--- begin ---

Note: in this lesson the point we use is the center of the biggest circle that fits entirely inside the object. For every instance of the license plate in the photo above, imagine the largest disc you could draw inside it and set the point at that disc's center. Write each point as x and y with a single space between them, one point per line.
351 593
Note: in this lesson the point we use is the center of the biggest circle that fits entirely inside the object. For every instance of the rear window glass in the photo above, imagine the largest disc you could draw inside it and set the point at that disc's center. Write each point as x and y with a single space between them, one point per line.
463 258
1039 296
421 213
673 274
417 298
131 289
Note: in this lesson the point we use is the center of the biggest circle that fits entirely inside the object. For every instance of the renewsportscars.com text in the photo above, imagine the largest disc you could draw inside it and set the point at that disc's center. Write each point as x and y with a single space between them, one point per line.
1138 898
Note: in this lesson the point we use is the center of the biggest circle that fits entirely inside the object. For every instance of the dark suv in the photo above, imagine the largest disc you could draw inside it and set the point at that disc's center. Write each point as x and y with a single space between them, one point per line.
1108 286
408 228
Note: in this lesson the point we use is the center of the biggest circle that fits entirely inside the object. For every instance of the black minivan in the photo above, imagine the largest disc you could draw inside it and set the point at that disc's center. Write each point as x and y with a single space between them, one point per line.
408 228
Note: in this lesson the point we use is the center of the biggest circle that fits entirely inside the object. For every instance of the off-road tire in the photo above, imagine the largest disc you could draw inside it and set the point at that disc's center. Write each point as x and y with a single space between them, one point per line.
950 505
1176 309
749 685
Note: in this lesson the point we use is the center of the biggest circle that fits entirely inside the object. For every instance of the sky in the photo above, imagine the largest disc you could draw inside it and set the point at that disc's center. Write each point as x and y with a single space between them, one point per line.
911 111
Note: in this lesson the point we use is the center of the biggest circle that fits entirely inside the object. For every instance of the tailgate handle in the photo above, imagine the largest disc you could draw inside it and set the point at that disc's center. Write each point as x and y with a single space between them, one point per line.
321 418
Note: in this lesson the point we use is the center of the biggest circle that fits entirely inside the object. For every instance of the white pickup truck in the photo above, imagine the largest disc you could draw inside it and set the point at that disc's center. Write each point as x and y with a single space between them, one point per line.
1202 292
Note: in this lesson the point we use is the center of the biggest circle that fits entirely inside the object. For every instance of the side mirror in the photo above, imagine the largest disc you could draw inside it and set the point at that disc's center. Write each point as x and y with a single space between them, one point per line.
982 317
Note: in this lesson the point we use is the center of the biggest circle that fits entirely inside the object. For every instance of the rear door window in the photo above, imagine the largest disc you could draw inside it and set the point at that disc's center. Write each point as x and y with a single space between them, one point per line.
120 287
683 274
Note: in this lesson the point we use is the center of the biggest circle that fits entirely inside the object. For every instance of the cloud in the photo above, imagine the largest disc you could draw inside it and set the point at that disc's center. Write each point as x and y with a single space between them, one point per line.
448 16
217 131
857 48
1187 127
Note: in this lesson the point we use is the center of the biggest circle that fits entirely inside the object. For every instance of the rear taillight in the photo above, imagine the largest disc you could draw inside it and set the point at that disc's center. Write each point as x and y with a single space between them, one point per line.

--- end ---

Stated task:
Make an exact copy of every line from the one with "of the white" to the end of the data, with the first and last of those lines included.

Expected answer:
Note: in this lesson the point we use is the center of the biggest circle that fits entirely inside the object. For every instance of the white pickup truck in the photo above, imagine the largest disc you could draw inside it and set the point at that disc's center. Write each point as x and y with a single space between them, one point per line.
1202 292
Note: in this lesson the point we use is the center of the biggest circle that fits entirely inside the object. For every instance of the side mirror in the photo above, imagine the largest disc you could draw inside it and set the point at that disc's center. Write each point as x and y with a single space between them, one point per line.
982 317
Note: in this lesson the point we use is the center of the biggest circle that fits entirely inside the object. For every instance of the rear door window in the photo above, imagine the largest disc you could draw inside it and set the point at that disc's center. Write each point as x and y with a single space between them, one point per line.
120 287
683 274
Note: in this lesson the point we use is the center of the biggest circle that fits entirely inside the object. For every instance of the cloud in the photo above, imagine the largest disc you could draw inside it and set the point at that disc's center. Write each point as x and y with a single space between them, one point per line.
448 16
217 131
857 48
1187 127
Note: in this lesson the point we use is the center of the biggest circle that fits entirely inside the object. For every instance of the rear taillight in the photo above, imagine the largest disc you could draw inside it and set the point at that disc's center. Write each point as x and y with a single space between them, one point per line.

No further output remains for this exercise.